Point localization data
= = = =

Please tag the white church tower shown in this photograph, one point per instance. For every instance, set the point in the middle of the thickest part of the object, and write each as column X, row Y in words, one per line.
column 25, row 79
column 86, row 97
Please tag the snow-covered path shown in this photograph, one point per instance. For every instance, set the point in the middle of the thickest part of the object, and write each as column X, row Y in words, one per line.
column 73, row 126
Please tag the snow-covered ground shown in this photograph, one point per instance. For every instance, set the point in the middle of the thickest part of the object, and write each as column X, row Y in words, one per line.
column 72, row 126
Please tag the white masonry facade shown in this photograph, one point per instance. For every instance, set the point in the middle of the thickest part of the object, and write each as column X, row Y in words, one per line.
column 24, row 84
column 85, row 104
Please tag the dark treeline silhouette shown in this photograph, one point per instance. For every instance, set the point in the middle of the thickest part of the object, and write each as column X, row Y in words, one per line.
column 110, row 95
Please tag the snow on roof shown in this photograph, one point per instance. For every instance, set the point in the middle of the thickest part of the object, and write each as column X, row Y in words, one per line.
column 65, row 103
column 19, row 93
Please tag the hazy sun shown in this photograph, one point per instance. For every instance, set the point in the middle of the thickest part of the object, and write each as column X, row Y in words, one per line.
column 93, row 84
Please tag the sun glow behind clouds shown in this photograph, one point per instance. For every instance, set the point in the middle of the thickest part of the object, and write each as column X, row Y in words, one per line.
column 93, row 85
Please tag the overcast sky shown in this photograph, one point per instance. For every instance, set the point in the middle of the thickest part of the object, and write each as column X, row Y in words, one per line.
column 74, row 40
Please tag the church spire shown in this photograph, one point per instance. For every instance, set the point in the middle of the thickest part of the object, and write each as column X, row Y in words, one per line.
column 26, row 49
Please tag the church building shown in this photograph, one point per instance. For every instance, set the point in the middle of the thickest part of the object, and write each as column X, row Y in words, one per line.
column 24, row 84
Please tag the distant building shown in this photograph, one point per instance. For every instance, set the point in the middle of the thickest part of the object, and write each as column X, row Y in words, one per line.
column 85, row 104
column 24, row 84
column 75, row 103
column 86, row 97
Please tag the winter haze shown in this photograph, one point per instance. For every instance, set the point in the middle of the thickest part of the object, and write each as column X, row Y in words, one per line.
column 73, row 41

= = = =

> **Try it**
Once you find the line containing "Please tag the distant", copy it and every line after it through the end of the records, exactly and nothing else.

> **Finished task**
Please tag the distant building shown in this photograph, one point per instance. For every instance, set the point in the middle of the thickest part of the object, and write each as column X, row Y in words, one per line.
column 85, row 104
column 24, row 84
column 75, row 103
column 86, row 97
Please tag the winter haze shown in this photograph, one point per instance. For every instance, set the point in the middle of the thickest part of the object, and write each as column X, row Y in words, one per line.
column 73, row 41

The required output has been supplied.